DATA PROVIDED start

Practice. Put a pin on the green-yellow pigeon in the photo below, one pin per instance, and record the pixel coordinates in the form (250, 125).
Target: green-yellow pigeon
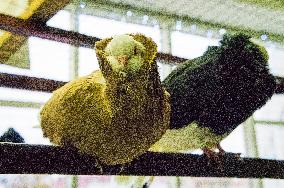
(114, 114)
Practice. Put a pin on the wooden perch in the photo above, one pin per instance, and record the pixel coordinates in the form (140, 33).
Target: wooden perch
(44, 159)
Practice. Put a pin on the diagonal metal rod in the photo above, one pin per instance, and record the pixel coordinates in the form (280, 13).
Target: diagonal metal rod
(39, 29)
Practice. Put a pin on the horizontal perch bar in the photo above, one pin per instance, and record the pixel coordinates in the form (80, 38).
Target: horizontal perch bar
(48, 85)
(45, 159)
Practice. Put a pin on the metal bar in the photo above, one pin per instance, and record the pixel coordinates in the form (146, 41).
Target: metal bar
(29, 83)
(44, 159)
(276, 123)
(39, 29)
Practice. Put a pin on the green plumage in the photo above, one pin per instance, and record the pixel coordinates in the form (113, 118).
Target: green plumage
(115, 117)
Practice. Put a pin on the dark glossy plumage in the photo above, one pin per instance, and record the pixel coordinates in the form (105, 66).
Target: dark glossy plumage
(223, 87)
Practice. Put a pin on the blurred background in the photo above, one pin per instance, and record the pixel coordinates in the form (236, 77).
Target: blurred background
(182, 28)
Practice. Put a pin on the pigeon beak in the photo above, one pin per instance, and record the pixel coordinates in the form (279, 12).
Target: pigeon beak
(123, 59)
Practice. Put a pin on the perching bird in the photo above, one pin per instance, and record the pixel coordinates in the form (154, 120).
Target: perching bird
(212, 94)
(114, 114)
(11, 135)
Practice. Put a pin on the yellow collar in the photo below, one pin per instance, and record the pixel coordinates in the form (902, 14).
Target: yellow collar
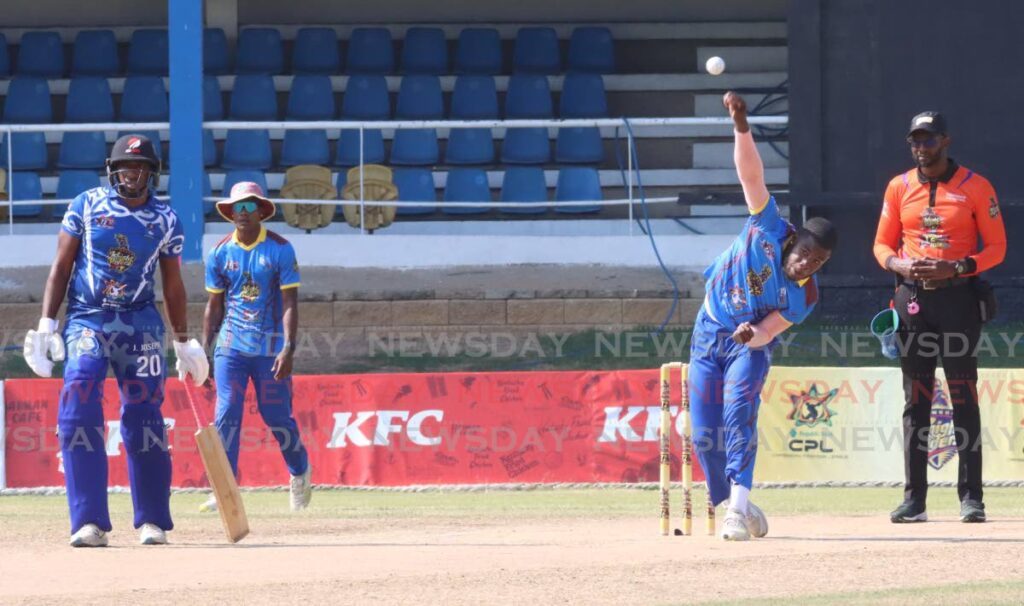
(259, 239)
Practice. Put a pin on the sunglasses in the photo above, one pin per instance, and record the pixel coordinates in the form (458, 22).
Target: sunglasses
(927, 143)
(247, 206)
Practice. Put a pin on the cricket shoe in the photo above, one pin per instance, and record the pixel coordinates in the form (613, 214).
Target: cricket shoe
(152, 534)
(89, 535)
(301, 490)
(735, 526)
(907, 513)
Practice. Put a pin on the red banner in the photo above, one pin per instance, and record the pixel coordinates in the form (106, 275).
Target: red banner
(393, 430)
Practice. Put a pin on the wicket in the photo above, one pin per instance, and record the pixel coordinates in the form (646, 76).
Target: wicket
(687, 452)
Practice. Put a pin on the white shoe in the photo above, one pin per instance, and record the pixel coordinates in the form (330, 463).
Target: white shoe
(89, 535)
(152, 534)
(757, 522)
(301, 490)
(735, 526)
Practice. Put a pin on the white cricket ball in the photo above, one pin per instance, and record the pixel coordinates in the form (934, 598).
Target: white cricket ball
(715, 66)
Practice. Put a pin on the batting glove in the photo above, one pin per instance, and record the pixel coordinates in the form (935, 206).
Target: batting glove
(43, 347)
(192, 361)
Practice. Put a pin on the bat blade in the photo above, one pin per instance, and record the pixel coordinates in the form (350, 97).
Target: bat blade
(225, 489)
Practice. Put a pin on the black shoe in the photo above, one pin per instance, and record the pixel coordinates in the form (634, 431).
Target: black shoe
(972, 512)
(908, 512)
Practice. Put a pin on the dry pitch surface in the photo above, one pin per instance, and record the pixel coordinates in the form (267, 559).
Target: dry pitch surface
(544, 547)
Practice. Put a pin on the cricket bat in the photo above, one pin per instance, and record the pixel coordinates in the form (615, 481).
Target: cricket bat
(218, 472)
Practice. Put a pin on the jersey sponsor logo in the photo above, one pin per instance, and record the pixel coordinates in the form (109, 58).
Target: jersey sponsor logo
(941, 437)
(120, 258)
(250, 290)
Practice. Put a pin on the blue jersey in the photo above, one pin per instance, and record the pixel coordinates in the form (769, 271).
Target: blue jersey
(252, 277)
(119, 251)
(745, 283)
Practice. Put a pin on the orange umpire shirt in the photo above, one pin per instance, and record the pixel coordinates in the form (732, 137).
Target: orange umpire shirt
(941, 219)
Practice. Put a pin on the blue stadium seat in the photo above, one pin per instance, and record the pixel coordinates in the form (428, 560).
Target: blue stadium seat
(89, 99)
(315, 51)
(310, 98)
(259, 51)
(578, 183)
(467, 184)
(424, 51)
(419, 98)
(478, 51)
(523, 183)
(215, 57)
(27, 185)
(592, 49)
(366, 98)
(95, 53)
(528, 97)
(474, 98)
(40, 53)
(28, 101)
(371, 51)
(583, 96)
(415, 184)
(4, 57)
(537, 51)
(147, 52)
(144, 99)
(253, 98)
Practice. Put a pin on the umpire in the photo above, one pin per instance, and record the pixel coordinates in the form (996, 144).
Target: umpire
(940, 228)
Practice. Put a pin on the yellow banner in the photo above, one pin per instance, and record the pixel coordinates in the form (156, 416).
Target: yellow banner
(821, 424)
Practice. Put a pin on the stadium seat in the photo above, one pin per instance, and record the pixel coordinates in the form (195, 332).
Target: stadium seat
(215, 58)
(310, 98)
(95, 53)
(578, 183)
(315, 51)
(583, 96)
(528, 97)
(591, 49)
(478, 51)
(537, 51)
(371, 51)
(27, 185)
(467, 184)
(28, 101)
(259, 51)
(40, 53)
(424, 51)
(143, 99)
(4, 57)
(419, 98)
(415, 184)
(474, 98)
(147, 53)
(523, 183)
(366, 98)
(253, 98)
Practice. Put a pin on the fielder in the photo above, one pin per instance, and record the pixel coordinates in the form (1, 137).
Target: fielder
(111, 242)
(757, 289)
(253, 280)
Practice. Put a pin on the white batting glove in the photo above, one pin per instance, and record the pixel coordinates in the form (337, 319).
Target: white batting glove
(192, 361)
(43, 347)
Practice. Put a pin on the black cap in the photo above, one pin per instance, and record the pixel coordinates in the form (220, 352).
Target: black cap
(134, 148)
(932, 122)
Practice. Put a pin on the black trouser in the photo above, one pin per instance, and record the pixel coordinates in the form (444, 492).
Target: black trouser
(948, 326)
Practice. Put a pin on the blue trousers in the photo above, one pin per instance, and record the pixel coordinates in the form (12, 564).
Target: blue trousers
(232, 371)
(133, 344)
(725, 383)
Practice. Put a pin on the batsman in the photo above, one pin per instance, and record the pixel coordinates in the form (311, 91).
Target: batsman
(757, 289)
(111, 242)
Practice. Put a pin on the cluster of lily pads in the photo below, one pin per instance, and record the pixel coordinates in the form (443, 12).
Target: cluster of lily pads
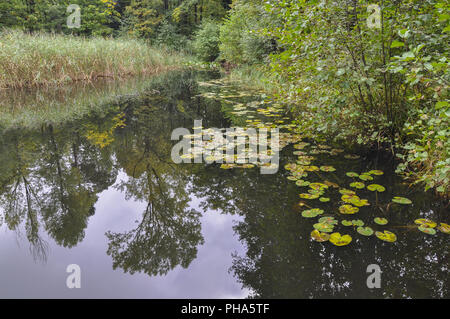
(260, 113)
(257, 113)
(324, 229)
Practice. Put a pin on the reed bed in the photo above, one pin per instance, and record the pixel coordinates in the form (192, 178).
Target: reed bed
(42, 59)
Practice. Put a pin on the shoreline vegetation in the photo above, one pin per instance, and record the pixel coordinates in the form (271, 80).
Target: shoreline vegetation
(46, 60)
(346, 73)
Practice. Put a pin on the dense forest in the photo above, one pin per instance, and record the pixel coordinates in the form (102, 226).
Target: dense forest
(369, 73)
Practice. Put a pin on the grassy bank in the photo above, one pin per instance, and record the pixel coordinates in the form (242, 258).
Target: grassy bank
(47, 59)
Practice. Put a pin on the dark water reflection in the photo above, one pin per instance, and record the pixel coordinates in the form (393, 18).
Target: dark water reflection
(103, 192)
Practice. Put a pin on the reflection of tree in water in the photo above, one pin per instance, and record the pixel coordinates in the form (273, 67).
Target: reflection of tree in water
(282, 262)
(51, 177)
(169, 232)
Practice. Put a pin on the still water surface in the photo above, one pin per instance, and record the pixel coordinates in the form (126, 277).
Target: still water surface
(101, 191)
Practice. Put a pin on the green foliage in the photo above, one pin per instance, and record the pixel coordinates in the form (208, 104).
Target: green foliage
(206, 41)
(351, 82)
(241, 36)
(97, 16)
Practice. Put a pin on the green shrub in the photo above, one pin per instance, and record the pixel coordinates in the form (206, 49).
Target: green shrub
(206, 42)
(241, 36)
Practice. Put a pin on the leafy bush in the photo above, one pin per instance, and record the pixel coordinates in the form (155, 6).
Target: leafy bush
(376, 84)
(168, 36)
(206, 41)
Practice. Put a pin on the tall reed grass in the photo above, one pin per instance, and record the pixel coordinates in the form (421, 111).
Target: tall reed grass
(48, 59)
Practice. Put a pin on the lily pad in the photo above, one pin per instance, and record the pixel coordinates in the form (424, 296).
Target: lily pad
(445, 228)
(358, 185)
(311, 168)
(324, 227)
(302, 183)
(346, 223)
(350, 198)
(318, 186)
(308, 196)
(425, 223)
(351, 156)
(376, 172)
(365, 231)
(401, 200)
(290, 167)
(348, 209)
(365, 177)
(386, 236)
(311, 213)
(319, 237)
(360, 202)
(345, 191)
(358, 222)
(328, 220)
(380, 221)
(376, 188)
(338, 240)
(427, 230)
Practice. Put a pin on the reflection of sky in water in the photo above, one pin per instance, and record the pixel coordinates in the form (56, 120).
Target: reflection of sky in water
(206, 277)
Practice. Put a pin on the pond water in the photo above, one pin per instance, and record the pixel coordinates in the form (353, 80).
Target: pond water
(102, 192)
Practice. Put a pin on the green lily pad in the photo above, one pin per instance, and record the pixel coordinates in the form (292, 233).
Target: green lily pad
(376, 188)
(338, 240)
(318, 186)
(311, 168)
(350, 198)
(348, 209)
(324, 227)
(380, 221)
(365, 231)
(365, 177)
(401, 200)
(425, 223)
(358, 185)
(311, 213)
(445, 228)
(290, 167)
(302, 183)
(346, 223)
(427, 230)
(376, 172)
(345, 191)
(386, 236)
(303, 162)
(308, 196)
(358, 222)
(319, 237)
(360, 202)
(328, 220)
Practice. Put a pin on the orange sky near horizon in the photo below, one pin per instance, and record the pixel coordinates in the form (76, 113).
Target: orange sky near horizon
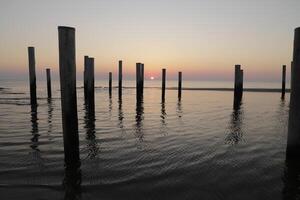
(204, 39)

DATA PROVIDED end

*EXERCISE REQUIREMENTS*:
Do not include the pictures. Quote only the lines from the line with "Practice. Put a pin on the green lily" through the end of the material, both ends included, exactly.

*PROBLEM SOLUTION*:
Practice. Put a pin on the green lily pad in the photo above, one pin per instance, and record the pixel coordinates in the form (292, 233).
Target: green lily pad
(376, 188)
(338, 240)
(318, 186)
(311, 168)
(350, 198)
(348, 209)
(324, 227)
(380, 221)
(365, 231)
(365, 177)
(401, 200)
(425, 223)
(358, 185)
(311, 213)
(445, 228)
(290, 167)
(302, 183)
(346, 223)
(427, 230)
(376, 172)
(345, 191)
(386, 236)
(303, 162)
(308, 196)
(358, 222)
(319, 237)
(360, 202)
(328, 220)
Practice. Put a pin on the orange sky near horizon in the photo below, one pin per instance, and record the pixel coordinates in the form (76, 113).
Target: orange sky near horizon
(204, 39)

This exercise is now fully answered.